### Requirement 1
Answer these questions from the memorial text:
(a) In what year did Victor Rossokhaty come to Concordia?
(b) Which institution awarded Rossokhaty his master's degree?
(c) In what city was Harry Hill born?
### Requirement 2
Extend the memorial text with new sentences after its final sentence.

### Extract
::::
Judith Herz, English Department
In memoriam - Victor Rossokhaty
The university mourns the loss of Victor Rossokhaty, professor of Electrical and Computer Engineering, who died accidentally in an electrical storm while camping near Sudbury, Ont., on Aug. 9.
Dr. Rossokhaty obtained his PhD in 1989 in physics and mathematics from the Kiev National University in Ukraine. His research was devoted to transport and optical effects in the III-V graded semiconductor devices.
In 1980, he received his master’s degree in semiconductor physics and microelectronics from the Moscow Institute of Physics and Technology for research and development of non-volatile memory.
In Russia, Dr. Rossokhaty worked for the Kiev Radioelec-tronic Company and at Kiev National University. He also worked as a visiting scientist in research laboratories in France and Germany. In 1990, he was recognized by the National Academy of Science of Ukraine for his research in graded semiconductors.
His recent scientific interests were in the research and development of semiconductor devices and systems, computer modelling, sensor electronics, and organic semiconductors.
He came to Concordia in 2002. The Toronto Star, reporting on his death on Aug. 11, quoted Dean Nabil Esmail describing him as “a big strong man” who loved his new life in Canada and was “extremely excited” about joining the Faculty of Engineering and Computer.
Our deepest sympathies are with the Rossokhaty family for this sudden and tragic loss.
In memoriam - Harry Hill
Professor Harry Hill died in Montreal on Aug. 18, 2005. Harry Joseph Charles Hill, known to students and colleagues alike as “Harry”, taught English, first at Loyola College, and then at Concordia, from 1970 until his retirement in 1999. During that time, he established a reputation as an inspiring teacher, a generous mentor of students, and a champion of high standards in writing, reading, and living.
Born in Aberdeen, Scotland, and educated there and at the University of Alberta, he taught at the University of Victoria and Winona State in Minnesota before coming to Montreal. Everywhere he lived, he was active as a teacher and an actor, performing in university productions of Façade, Sleuth, Krapp’s Last Tape, The Christian Brother, and The Dresser, and several memorable roles at the Centaur. Although he preferred live theatre, he took great satisfaction in performing television roles written for him by former students.
::::
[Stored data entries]
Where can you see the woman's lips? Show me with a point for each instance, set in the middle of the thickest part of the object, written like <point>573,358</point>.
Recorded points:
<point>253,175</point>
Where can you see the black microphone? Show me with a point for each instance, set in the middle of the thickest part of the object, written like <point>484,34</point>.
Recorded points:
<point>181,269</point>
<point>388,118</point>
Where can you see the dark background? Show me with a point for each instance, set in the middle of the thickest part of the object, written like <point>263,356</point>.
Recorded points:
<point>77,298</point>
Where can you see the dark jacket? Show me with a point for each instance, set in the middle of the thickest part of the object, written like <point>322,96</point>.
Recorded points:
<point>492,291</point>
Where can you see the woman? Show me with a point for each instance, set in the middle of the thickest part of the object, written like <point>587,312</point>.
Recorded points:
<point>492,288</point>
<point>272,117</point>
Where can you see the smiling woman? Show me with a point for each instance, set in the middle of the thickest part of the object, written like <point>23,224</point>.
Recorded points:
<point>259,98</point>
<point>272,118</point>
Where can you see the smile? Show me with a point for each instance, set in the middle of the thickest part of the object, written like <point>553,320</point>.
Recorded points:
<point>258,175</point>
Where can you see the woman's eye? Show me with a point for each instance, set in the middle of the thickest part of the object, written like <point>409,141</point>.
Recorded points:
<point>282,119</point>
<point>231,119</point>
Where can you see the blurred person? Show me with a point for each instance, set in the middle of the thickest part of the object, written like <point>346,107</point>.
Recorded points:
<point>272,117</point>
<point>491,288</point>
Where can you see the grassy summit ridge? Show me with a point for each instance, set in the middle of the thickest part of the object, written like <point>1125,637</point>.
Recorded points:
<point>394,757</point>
::::
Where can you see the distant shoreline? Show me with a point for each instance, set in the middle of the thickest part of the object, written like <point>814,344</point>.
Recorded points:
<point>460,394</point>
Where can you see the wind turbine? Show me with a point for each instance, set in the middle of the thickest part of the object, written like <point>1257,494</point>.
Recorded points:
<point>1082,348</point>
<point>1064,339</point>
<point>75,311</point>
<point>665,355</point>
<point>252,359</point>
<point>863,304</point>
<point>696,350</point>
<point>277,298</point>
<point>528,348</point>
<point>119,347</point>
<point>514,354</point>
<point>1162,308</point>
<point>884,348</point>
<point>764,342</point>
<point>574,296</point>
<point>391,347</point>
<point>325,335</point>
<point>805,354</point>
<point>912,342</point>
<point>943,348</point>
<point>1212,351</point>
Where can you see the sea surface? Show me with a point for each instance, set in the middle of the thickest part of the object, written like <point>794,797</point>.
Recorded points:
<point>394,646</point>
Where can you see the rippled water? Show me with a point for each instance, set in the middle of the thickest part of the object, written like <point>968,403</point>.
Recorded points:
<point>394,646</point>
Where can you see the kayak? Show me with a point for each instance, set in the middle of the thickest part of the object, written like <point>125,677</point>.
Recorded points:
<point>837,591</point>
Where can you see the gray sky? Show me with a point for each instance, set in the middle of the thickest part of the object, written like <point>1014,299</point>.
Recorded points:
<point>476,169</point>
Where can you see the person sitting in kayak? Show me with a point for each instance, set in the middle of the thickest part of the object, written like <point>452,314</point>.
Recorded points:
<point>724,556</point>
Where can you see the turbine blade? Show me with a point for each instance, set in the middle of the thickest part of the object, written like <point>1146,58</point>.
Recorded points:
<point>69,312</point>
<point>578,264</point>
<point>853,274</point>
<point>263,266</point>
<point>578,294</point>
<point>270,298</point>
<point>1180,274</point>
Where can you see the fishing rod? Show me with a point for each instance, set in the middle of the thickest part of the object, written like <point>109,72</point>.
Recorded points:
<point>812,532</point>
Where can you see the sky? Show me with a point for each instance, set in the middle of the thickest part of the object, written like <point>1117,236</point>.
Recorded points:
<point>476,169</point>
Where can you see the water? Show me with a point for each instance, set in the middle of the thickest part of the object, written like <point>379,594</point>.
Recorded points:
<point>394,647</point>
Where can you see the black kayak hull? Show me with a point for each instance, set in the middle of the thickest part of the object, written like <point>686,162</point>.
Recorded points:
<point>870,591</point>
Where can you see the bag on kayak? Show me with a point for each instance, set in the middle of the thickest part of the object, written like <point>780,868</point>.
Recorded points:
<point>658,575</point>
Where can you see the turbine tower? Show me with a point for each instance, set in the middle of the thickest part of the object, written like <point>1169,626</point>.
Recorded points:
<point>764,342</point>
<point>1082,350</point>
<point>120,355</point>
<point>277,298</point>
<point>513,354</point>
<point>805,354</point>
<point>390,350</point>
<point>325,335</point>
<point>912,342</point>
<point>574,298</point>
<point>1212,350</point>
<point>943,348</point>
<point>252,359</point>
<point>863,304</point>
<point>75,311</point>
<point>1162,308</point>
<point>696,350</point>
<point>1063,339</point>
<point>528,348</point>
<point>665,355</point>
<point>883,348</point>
::::
### Reply 1
(a) 2002
(b) The Moscow Institute of Physics and Technology
(c) Aberdeen, Scotland

### Reply 2
To see his theatrical and academic careers as distinct is to misunderstand Harry: he was equally accomplished as actor and teacher, and he saw the two arts as inseparable. In all he did, he was committed to the cultured life (he was also a gifted musician), and the vitality of the arts in the lives of all with whom he came in contact. Travel, museums, concerts, live theatre (though he joked that he was usually too restless to stay for the second act of any performance, unless he was on stage), excellent food and wine, and above all, literature, were integral to the imagination richly lived. His textbook, A Voice for the Theatre, draws on his convictions in integrating the theatre and the academy: it is both a guide for actors and for students of literature in combining literary insight with the voicing of the text.
His contributions to Concordia are substantial and lasting. Beyond his dynamic teaching of courses in poetry, drama, critical reading and Shakespeare, he pioneered the credit theatre program at Loyola, mentored numerous student productions and satirical revues, and he served for many years as coordinator of the English Composition program. He won Concordia’s Guinea Pig Award for establishing what was probably his least popular achievement, the University Writing Test, though he never failed to point out that it responded to a student initiative.
A vivid figure of passion, intelligence, laughter, and devotion to the arts, he occupied a niche in our lives which is likely to remain empty.
A memorial service will be held in the Loyola Chapel on what would have been his 65th birthday, Oct. 17, at 2 p.m.
He is survived by family in Scotland and many friends in Canada.